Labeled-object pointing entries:
-=-=-=-=-

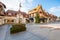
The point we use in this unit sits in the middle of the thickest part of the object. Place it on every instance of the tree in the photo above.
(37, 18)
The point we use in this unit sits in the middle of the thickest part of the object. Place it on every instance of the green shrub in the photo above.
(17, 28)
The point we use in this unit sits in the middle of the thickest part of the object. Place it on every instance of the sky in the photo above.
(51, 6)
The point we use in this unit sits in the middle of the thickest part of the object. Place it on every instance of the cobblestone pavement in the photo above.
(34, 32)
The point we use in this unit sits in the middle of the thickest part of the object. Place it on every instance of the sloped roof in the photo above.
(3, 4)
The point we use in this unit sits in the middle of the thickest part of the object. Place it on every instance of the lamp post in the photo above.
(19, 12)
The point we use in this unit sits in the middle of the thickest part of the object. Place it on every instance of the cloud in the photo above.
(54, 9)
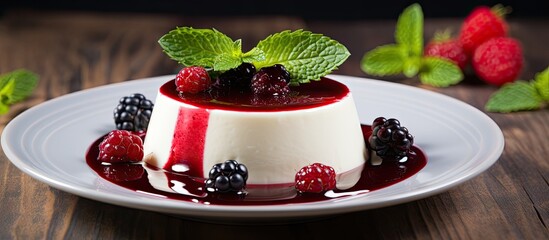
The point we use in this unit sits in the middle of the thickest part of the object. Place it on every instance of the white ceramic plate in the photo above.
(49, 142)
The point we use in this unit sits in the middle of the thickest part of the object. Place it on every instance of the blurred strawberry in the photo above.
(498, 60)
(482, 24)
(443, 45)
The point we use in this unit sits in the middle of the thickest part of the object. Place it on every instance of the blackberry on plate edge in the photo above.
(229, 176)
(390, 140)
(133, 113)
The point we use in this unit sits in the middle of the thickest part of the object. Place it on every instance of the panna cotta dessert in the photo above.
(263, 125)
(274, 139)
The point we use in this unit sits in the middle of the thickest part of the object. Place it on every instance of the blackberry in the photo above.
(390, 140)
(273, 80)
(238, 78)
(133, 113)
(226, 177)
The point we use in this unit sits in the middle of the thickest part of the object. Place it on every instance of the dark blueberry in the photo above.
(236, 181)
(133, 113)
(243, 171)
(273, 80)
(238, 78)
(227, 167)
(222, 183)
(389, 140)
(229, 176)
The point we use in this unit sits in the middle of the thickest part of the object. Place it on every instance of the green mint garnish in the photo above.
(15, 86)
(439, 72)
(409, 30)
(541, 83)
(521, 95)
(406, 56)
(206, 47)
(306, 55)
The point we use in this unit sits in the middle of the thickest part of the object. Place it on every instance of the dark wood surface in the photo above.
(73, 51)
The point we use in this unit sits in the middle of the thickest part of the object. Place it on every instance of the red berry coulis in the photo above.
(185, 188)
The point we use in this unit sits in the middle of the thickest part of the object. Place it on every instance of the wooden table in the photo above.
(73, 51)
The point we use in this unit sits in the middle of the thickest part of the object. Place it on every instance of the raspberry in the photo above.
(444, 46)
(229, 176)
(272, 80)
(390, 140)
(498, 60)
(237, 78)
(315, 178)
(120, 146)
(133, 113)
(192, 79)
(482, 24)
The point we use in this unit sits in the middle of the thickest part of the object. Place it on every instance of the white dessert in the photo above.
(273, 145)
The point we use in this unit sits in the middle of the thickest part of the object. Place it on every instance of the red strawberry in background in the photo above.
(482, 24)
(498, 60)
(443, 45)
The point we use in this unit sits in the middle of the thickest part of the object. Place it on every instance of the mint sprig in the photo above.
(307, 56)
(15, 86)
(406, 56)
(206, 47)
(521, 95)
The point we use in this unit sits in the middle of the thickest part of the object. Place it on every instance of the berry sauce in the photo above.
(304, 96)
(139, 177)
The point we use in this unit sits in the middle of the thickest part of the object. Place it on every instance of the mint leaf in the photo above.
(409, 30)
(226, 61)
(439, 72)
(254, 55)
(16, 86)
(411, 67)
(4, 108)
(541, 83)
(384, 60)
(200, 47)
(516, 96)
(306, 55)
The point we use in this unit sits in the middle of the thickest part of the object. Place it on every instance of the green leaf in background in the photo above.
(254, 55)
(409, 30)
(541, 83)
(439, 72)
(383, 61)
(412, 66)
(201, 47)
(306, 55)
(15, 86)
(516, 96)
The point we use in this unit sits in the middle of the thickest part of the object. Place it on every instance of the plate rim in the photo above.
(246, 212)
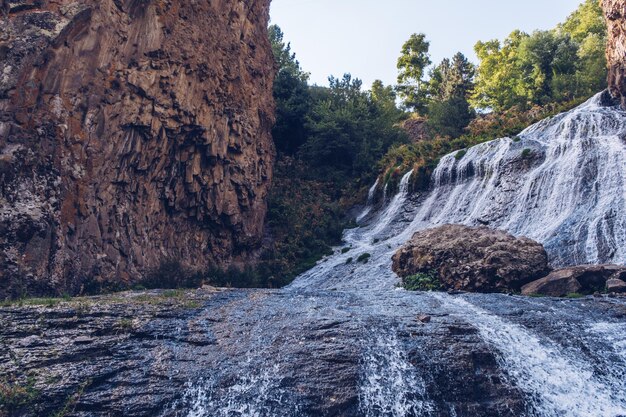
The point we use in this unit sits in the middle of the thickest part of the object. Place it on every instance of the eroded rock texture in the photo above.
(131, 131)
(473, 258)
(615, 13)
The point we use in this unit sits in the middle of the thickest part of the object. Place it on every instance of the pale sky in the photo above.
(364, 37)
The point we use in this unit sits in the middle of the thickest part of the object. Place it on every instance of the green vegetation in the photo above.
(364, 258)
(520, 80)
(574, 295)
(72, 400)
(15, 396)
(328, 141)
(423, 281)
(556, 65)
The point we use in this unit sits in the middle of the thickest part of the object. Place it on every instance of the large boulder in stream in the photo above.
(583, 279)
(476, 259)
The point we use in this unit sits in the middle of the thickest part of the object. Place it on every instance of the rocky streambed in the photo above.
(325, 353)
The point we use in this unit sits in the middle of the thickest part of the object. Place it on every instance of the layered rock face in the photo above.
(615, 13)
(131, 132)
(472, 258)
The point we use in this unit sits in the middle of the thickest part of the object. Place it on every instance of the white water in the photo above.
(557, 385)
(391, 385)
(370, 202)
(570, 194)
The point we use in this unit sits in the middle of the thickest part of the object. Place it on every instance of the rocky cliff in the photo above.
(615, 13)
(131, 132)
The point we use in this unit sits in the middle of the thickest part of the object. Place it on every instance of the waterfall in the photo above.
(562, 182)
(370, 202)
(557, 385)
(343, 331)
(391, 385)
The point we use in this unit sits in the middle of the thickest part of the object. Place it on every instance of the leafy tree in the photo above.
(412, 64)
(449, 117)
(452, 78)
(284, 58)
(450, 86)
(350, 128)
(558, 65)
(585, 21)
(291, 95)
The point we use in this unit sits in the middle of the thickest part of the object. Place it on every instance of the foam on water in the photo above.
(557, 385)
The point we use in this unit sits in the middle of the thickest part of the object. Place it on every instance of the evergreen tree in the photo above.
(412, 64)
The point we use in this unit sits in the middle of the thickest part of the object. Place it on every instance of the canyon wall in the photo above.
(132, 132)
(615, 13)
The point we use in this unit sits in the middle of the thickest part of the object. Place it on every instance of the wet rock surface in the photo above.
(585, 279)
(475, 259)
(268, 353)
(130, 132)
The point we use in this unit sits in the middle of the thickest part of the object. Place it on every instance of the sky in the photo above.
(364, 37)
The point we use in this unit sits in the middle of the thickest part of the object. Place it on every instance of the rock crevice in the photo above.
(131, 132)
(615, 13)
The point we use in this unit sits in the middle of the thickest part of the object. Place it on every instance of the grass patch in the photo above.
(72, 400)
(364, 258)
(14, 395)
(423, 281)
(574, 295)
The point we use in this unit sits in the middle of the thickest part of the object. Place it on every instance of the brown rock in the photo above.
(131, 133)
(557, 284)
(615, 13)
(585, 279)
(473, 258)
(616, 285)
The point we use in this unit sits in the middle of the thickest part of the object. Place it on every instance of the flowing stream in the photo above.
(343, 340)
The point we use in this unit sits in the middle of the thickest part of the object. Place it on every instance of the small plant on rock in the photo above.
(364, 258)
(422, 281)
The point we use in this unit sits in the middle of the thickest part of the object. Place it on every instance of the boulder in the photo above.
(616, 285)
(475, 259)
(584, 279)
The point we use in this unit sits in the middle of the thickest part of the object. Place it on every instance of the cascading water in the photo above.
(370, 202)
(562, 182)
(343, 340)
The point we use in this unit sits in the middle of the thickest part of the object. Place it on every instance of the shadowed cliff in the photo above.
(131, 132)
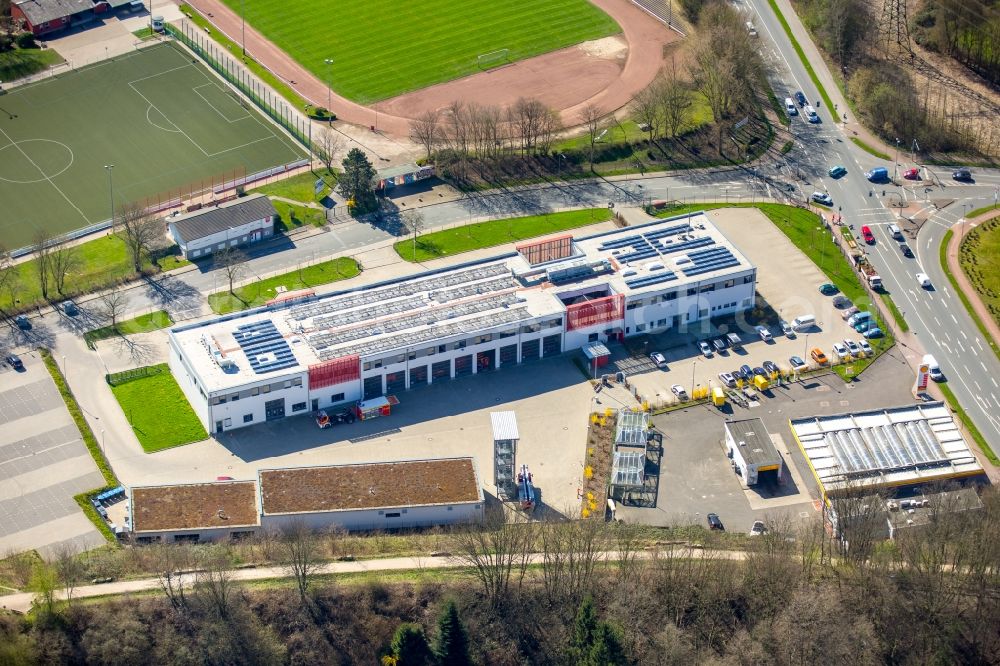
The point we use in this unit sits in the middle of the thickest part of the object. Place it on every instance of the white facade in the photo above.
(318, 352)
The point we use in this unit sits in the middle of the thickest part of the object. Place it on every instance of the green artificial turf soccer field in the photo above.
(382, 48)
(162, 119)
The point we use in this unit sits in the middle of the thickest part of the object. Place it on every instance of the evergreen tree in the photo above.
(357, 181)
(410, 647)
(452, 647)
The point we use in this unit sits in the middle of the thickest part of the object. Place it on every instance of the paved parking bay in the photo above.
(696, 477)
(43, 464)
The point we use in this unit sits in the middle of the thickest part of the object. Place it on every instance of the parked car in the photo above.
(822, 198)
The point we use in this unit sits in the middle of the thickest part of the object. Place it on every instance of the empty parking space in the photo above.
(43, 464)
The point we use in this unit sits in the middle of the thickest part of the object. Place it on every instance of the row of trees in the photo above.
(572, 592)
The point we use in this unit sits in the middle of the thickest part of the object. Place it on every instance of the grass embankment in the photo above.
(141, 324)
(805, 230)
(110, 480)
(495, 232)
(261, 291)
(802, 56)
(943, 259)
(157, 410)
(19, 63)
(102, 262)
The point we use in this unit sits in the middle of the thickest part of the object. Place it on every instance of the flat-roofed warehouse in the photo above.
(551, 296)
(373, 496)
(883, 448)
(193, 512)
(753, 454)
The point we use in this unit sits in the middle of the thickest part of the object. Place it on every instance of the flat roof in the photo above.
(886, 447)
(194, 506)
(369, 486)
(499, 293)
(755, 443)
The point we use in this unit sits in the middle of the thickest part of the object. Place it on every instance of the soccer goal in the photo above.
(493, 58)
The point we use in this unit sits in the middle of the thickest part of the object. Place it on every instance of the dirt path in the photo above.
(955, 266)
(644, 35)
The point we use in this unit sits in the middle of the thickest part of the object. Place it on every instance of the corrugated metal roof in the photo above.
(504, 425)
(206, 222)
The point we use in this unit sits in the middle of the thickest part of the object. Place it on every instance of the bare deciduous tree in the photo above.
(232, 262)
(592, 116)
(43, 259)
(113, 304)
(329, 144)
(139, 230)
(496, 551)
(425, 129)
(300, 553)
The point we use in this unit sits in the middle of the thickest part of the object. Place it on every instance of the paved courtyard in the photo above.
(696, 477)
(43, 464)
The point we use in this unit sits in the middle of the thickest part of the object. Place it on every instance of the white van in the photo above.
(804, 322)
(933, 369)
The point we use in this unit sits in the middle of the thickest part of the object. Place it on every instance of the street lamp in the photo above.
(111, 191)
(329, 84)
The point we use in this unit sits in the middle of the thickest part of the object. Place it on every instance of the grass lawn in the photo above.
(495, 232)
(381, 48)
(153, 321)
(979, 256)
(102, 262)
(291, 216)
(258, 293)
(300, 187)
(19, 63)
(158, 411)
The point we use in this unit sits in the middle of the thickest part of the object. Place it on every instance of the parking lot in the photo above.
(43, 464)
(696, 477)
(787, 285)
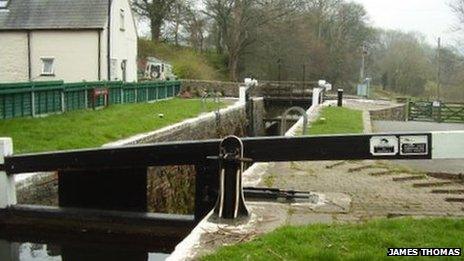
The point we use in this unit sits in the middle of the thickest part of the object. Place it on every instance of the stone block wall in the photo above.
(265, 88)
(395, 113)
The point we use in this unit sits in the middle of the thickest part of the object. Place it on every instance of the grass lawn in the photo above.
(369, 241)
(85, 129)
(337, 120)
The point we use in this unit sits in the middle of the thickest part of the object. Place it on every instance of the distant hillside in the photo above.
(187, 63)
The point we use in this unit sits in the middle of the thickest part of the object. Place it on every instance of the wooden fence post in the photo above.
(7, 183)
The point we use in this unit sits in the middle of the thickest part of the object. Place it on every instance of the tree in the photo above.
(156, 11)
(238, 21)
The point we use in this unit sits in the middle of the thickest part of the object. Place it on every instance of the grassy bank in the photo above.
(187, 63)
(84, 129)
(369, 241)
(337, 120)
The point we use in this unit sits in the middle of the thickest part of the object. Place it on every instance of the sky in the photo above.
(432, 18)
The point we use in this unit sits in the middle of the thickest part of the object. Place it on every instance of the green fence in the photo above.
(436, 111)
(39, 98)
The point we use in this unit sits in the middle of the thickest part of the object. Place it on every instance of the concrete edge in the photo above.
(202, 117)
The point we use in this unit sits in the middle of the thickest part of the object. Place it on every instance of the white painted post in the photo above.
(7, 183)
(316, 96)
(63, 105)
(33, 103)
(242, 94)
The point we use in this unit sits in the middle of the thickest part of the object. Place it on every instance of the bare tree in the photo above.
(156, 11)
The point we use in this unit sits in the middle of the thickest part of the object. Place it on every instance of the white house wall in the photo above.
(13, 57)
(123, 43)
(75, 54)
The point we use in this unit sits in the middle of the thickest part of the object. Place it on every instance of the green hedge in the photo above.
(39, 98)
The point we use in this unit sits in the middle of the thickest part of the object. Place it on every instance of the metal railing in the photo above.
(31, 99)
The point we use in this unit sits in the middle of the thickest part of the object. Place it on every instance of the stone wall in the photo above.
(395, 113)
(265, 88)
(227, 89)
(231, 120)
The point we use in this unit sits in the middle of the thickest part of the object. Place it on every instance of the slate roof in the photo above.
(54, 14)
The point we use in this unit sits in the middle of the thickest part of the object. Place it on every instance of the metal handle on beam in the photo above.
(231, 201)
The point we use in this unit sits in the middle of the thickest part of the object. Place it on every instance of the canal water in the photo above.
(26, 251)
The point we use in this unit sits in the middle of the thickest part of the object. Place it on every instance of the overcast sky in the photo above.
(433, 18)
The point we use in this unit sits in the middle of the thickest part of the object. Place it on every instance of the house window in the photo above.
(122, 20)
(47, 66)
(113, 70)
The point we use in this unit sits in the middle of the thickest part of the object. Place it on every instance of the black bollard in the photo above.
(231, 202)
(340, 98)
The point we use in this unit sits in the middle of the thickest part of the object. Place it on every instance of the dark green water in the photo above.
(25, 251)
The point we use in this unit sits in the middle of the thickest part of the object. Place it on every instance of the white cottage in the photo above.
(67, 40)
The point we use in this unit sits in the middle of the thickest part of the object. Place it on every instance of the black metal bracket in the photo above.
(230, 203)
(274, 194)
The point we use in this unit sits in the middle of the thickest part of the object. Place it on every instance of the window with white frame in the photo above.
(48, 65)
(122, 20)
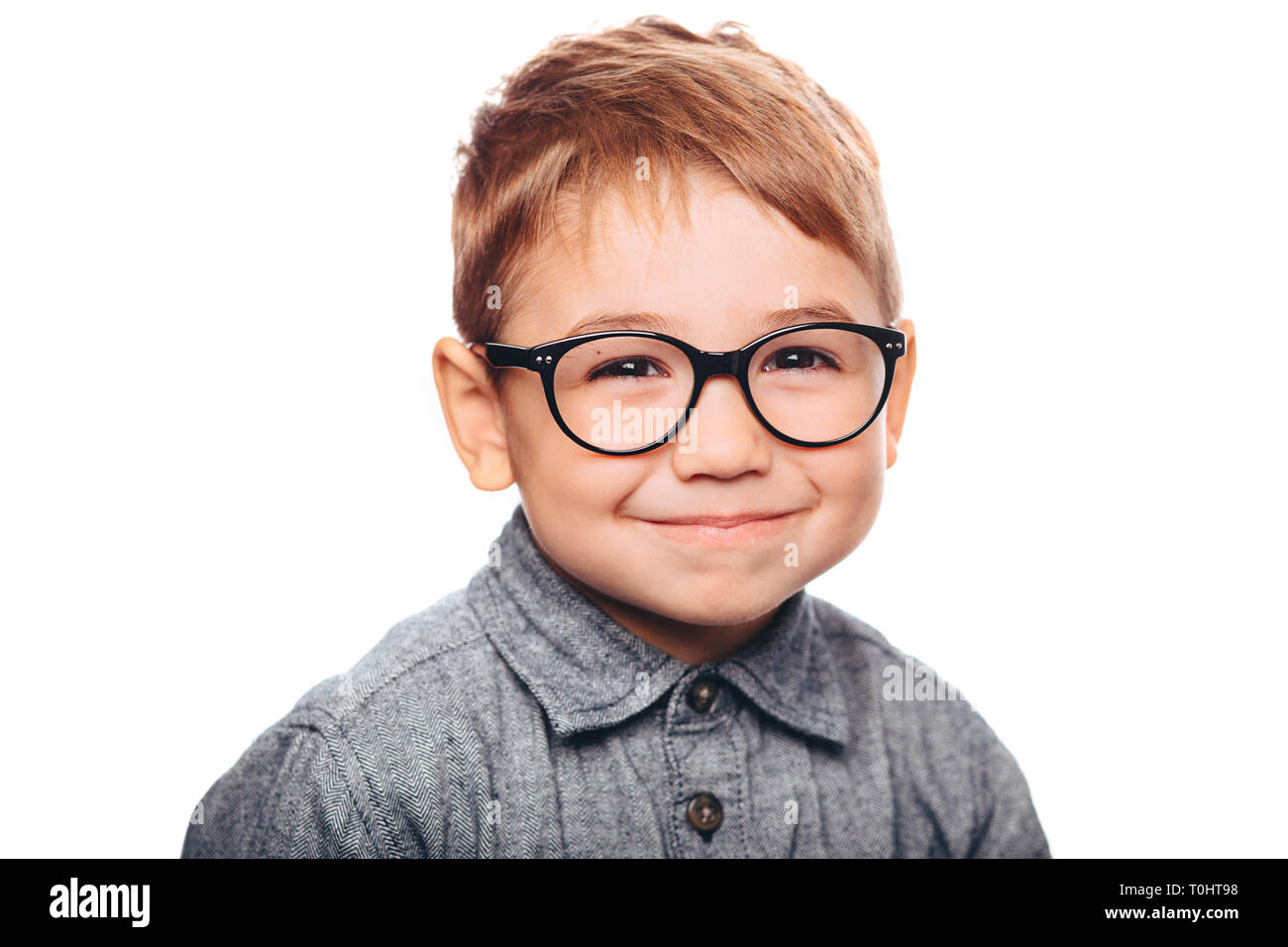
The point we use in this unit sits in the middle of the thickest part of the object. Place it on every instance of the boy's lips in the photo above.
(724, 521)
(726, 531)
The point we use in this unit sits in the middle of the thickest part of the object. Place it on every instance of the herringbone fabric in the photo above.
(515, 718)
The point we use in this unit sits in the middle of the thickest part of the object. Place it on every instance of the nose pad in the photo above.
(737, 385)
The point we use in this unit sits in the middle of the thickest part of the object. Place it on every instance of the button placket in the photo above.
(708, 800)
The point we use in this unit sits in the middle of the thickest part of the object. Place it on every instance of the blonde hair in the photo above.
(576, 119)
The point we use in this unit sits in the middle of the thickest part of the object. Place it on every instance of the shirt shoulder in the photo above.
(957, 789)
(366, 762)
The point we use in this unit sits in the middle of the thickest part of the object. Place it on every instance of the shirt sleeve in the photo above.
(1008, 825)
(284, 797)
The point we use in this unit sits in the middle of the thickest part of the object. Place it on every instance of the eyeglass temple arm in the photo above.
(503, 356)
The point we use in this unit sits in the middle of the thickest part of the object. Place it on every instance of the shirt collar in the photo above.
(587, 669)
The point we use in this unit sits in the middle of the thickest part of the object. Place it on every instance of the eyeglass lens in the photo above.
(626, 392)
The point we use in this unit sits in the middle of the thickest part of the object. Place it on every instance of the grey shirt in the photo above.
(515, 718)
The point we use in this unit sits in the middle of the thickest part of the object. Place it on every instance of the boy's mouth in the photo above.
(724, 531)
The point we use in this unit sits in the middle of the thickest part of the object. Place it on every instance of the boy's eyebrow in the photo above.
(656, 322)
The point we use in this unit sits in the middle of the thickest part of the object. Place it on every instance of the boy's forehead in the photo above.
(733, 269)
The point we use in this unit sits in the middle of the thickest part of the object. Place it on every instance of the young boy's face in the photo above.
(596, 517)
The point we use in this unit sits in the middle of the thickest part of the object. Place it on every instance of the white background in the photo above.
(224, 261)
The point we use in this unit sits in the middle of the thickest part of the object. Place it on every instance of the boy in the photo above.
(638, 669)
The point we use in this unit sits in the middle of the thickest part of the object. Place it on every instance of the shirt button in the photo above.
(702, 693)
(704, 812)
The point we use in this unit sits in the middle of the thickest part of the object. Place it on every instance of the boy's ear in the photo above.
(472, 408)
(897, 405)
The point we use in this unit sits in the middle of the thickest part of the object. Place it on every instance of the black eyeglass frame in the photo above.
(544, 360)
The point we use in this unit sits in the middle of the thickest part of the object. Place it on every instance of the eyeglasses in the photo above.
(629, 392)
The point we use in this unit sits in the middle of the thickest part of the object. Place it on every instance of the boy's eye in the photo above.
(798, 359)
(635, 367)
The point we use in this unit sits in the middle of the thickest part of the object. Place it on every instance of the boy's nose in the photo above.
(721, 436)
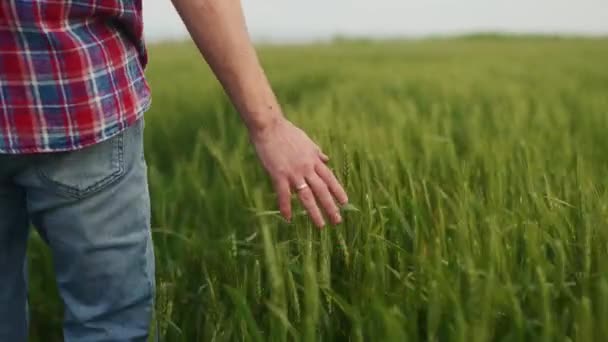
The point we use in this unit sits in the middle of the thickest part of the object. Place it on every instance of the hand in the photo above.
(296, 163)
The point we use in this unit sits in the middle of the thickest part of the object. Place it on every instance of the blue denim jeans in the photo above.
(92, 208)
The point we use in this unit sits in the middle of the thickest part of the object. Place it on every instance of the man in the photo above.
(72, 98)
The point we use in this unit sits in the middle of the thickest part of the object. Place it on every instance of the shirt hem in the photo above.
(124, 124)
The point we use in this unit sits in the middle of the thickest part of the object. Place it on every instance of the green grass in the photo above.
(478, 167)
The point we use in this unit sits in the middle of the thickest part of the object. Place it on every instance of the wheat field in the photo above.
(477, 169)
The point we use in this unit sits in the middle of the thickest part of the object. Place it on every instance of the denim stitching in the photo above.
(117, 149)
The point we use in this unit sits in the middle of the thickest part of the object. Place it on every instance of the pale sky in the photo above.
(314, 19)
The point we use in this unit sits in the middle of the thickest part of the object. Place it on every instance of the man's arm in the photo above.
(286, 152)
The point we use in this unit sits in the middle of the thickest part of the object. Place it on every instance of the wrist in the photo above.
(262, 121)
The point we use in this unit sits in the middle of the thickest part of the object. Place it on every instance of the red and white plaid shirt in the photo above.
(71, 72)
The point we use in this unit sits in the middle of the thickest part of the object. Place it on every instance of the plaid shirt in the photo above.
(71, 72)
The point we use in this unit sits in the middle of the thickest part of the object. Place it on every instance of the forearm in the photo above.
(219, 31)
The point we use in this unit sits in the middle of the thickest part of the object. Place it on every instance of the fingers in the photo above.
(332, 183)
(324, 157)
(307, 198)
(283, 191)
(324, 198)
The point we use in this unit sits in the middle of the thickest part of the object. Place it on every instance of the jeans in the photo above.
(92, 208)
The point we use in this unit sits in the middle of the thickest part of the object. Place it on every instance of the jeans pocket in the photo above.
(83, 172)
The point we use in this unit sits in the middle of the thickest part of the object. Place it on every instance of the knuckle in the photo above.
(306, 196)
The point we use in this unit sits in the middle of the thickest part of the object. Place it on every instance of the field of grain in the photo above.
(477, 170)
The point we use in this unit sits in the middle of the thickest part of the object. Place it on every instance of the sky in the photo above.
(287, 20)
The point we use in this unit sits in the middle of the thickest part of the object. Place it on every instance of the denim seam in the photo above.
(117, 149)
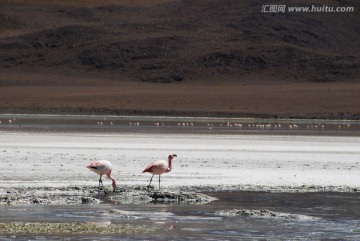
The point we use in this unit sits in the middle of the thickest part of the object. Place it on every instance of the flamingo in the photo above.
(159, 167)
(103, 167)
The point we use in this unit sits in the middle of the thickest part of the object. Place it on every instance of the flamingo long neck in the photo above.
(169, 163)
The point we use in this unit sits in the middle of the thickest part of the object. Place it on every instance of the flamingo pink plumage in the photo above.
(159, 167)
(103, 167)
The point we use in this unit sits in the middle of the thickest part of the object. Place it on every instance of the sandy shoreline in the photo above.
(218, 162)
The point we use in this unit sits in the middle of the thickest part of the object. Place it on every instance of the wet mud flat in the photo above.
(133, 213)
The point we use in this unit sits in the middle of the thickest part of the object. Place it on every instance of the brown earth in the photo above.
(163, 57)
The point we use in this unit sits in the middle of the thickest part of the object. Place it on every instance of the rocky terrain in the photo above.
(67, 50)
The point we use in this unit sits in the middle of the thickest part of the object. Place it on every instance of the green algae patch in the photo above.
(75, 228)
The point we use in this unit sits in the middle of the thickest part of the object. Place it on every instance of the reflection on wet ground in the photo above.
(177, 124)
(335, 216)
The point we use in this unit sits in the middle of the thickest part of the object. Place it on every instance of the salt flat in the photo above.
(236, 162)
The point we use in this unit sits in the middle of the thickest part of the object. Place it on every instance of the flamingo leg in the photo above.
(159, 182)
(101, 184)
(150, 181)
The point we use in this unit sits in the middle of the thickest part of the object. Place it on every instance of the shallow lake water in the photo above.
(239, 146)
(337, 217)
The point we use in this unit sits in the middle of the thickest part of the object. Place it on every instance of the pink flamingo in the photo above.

-=-=-=-=-

▶ _Directions_
From the "salt flat in the photo above." line to the close of the listing, restate each line word for word.

▶ _Exercise output_
The point we use in this unit sits in the middle of the thickest part of the object. Place it on every instance of the salt flat in the photo above.
(236, 162)
The point we use in this unit sits in the middle of the thickest part of the object. Place it on every instance of the flamingo leg in the photo above.
(159, 182)
(101, 184)
(150, 181)
The point we use in this unit sits in the middle of the thickest part of the object. Place it on every instance of the shallow lake water in the photo above.
(239, 146)
(337, 217)
The point we use in this unit sits in the middle of the thickest part of the object. Place it on every instance of the pink flamingo in the photo above.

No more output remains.